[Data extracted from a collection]
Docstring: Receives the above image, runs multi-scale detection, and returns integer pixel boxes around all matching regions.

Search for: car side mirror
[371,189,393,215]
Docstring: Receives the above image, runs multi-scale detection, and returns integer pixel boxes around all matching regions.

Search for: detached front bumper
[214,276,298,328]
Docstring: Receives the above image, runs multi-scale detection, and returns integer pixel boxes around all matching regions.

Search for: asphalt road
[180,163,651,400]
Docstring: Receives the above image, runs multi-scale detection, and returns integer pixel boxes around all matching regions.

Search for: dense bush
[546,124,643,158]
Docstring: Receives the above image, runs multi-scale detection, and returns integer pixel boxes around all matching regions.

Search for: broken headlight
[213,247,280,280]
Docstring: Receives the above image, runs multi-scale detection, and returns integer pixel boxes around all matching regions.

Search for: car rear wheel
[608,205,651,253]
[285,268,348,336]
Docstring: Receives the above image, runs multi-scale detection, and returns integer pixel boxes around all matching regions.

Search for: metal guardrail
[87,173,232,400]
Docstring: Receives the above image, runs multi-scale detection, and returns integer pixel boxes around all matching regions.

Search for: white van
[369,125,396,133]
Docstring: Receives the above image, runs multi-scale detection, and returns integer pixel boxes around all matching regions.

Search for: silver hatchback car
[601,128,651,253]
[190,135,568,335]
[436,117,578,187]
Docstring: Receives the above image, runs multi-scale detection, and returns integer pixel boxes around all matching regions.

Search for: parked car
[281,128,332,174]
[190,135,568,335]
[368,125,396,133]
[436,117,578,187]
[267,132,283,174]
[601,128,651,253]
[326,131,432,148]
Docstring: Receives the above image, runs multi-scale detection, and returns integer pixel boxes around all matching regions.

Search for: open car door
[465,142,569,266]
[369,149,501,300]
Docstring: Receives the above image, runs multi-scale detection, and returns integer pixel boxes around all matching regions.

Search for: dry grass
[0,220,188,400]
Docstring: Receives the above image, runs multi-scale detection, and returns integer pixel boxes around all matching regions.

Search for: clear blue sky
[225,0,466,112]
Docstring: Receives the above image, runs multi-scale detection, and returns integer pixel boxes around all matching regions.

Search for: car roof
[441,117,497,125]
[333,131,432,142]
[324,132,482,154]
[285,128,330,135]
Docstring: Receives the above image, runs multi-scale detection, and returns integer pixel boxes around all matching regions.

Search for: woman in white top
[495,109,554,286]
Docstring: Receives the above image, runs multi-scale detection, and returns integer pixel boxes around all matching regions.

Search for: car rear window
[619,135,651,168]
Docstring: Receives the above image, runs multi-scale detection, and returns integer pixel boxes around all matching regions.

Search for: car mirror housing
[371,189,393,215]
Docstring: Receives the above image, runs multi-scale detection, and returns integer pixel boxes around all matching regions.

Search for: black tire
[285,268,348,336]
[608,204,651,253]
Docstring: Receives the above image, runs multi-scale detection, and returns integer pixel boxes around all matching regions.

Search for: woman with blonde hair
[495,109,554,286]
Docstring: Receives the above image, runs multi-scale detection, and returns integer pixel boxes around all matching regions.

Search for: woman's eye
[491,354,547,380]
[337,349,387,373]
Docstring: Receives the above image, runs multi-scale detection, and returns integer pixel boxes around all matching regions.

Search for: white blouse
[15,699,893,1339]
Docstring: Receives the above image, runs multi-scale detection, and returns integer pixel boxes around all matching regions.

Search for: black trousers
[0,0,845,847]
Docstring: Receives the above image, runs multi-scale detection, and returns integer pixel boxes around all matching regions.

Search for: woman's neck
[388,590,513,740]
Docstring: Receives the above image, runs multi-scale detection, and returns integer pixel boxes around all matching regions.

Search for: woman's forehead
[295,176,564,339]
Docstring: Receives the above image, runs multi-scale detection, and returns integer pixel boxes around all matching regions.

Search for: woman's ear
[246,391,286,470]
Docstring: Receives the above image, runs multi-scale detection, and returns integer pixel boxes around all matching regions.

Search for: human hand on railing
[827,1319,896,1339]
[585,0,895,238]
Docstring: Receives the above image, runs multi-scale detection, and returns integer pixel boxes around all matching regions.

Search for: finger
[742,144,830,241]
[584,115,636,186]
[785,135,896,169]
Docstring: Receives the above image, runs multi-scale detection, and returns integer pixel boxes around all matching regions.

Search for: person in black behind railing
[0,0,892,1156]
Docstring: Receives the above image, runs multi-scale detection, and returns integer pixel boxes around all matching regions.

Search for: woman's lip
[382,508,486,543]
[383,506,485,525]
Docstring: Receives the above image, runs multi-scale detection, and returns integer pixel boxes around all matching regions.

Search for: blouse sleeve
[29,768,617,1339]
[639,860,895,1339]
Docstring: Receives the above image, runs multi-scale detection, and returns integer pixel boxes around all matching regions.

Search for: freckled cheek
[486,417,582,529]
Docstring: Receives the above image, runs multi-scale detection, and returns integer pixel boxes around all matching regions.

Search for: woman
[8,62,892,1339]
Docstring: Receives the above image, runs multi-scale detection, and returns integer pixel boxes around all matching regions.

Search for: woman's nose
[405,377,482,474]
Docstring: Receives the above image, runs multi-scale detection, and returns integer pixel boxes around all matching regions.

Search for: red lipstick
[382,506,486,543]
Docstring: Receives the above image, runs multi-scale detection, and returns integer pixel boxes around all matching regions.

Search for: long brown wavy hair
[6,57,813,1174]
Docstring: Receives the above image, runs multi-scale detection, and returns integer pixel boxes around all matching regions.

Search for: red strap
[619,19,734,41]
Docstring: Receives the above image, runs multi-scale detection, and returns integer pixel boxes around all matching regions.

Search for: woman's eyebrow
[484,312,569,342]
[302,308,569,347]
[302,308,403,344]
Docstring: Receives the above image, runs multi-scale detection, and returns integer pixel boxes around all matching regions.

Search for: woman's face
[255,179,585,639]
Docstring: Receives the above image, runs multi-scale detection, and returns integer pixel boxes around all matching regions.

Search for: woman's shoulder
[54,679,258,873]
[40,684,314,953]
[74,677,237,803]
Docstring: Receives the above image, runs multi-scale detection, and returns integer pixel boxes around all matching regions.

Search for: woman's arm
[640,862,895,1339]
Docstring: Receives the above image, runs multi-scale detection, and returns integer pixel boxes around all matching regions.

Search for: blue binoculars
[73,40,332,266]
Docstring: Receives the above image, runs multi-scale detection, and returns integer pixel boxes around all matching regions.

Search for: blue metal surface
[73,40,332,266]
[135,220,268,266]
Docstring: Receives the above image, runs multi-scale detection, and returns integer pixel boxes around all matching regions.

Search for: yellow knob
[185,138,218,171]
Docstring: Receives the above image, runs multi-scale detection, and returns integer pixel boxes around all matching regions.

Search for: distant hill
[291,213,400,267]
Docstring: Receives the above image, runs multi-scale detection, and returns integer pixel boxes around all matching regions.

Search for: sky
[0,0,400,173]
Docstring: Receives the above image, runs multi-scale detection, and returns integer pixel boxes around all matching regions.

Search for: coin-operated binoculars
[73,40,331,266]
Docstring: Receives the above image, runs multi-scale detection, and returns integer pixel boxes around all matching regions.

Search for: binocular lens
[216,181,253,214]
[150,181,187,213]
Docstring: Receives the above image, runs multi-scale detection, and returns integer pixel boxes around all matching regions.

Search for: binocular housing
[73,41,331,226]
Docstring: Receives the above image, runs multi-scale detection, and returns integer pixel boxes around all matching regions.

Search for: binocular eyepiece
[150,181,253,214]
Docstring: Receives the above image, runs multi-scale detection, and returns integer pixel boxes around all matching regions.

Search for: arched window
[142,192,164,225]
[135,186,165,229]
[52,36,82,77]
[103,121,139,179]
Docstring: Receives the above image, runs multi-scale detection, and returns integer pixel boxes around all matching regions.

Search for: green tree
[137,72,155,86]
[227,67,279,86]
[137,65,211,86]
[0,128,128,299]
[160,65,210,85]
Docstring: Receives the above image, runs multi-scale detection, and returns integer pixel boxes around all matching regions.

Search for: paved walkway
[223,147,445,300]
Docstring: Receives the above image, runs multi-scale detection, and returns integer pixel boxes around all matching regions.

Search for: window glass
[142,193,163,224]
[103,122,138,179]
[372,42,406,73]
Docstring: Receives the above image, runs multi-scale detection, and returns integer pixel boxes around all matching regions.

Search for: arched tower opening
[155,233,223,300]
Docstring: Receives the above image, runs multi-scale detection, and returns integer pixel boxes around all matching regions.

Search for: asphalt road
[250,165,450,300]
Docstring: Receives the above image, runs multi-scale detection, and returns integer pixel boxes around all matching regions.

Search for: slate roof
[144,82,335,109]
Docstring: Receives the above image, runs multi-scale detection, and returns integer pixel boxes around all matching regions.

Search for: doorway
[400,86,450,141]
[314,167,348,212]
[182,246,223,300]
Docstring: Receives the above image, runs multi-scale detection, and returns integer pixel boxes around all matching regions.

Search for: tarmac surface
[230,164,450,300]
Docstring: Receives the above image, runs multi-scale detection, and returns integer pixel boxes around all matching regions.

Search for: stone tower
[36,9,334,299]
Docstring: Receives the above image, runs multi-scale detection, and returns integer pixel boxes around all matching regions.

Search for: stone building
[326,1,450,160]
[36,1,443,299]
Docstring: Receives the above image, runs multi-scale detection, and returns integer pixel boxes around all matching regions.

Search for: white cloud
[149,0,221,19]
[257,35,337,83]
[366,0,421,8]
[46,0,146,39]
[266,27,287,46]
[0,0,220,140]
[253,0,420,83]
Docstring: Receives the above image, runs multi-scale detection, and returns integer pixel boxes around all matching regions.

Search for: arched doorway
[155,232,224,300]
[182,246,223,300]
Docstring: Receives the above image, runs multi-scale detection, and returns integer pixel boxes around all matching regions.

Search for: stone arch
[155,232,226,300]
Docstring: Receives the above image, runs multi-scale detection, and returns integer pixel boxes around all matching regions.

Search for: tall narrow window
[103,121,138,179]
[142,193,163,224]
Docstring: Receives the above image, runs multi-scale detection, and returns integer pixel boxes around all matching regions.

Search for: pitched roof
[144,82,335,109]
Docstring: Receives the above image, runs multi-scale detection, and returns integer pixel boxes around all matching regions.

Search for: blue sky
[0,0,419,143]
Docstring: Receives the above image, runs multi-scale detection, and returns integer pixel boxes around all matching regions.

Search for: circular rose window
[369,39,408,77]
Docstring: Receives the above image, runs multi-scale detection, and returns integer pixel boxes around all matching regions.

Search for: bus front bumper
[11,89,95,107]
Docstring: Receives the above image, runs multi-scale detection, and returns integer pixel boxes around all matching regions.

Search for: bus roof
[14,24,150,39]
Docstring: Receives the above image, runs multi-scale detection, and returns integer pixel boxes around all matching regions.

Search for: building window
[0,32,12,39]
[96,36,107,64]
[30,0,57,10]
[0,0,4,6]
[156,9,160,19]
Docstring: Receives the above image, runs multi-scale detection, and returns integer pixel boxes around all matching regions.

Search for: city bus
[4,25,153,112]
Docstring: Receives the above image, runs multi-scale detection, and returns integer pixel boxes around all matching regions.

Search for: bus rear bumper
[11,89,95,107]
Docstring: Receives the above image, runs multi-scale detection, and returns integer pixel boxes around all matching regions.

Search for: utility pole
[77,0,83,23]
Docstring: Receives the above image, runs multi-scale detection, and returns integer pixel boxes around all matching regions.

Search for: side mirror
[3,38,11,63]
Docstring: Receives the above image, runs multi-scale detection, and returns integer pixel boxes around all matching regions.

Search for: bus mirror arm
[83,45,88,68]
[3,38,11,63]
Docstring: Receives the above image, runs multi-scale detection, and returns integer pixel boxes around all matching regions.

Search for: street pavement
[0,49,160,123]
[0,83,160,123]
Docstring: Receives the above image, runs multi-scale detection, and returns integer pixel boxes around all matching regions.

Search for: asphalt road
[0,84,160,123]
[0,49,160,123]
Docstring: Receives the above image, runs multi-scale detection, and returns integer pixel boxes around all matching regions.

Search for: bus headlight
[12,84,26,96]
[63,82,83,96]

▸ **Goal**
Locate each line in the entries above that contains the string "window", and copy those lines.

▸ **Result of this task**
Search for: car rear window
Search for: arched window
Search for: window glass
Search for: tall narrow window
Search for: circular rose window
Search for: building window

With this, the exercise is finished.